▶ **任务要求**: 能否把从含有“Can you see the swimming”的那一行起到条目末尾为止（首尾两行都算）的各行重写一遍，提问行照样保留，并将答案中的坐标值缩放为原来的1.95倍、四舍五入取整（逢五进一）？提问及其格式示例中的数字保持不变。

▶ **数据条目**:
*-*-*

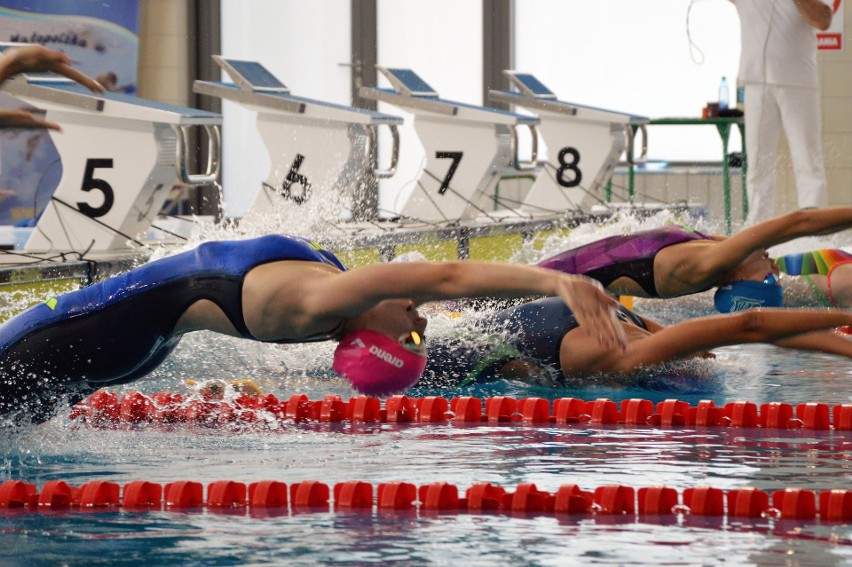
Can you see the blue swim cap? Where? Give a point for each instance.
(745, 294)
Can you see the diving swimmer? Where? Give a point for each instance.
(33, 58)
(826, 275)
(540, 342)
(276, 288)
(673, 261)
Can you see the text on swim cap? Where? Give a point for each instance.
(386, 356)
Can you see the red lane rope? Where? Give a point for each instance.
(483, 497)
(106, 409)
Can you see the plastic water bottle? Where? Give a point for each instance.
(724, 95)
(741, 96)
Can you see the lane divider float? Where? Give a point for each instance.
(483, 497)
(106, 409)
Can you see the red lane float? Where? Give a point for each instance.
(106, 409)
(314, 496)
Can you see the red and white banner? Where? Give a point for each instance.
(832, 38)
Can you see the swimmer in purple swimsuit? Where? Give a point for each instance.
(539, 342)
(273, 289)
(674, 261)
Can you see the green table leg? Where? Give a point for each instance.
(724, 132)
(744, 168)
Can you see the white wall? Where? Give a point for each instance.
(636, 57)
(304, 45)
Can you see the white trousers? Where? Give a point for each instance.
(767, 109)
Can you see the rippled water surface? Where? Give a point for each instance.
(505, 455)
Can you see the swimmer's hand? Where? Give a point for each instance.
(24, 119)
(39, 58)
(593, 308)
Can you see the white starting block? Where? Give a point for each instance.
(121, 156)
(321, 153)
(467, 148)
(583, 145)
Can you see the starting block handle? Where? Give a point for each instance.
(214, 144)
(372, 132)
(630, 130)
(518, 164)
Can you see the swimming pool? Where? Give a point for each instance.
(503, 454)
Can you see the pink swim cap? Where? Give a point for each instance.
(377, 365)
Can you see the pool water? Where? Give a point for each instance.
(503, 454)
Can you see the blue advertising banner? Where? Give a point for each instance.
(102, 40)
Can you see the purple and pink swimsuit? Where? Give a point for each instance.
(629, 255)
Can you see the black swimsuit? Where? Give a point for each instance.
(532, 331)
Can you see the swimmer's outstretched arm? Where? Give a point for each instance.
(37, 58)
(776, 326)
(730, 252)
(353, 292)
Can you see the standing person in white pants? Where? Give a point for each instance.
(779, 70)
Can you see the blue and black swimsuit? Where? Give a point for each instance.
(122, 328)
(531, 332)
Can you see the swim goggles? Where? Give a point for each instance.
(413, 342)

*-*-*

▶ **结果如下**:
Can you see the swimming pool? Where? Give a point for each instance.
(981, 885)
Can you see the pink swim cap? Where? Give a point for each instance.
(735, 712)
Can you see the pool water? Where? Give a point for each instance.
(981, 885)
Can you see the blue advertising banner? Where? Give a point for each instance.
(199, 78)
Can you see the purple and pink swimsuit? Where? Give a point for each instance.
(1227, 497)
Can you see the black swimsuit? Where? Give a point for each instance.
(1037, 645)
Can you see the swimmer's outstretched arm? Where? Give a point for each instance.
(72, 113)
(1513, 636)
(1424, 491)
(688, 569)
Can you see the standing person in white pants? Where? Give a point for each instance.
(1519, 137)
Can you see the blue and black swimsuit? Where? Give a point for each instance.
(238, 640)
(1035, 647)
Can you see the swim goggles? Where? Give a point for each instance.
(805, 667)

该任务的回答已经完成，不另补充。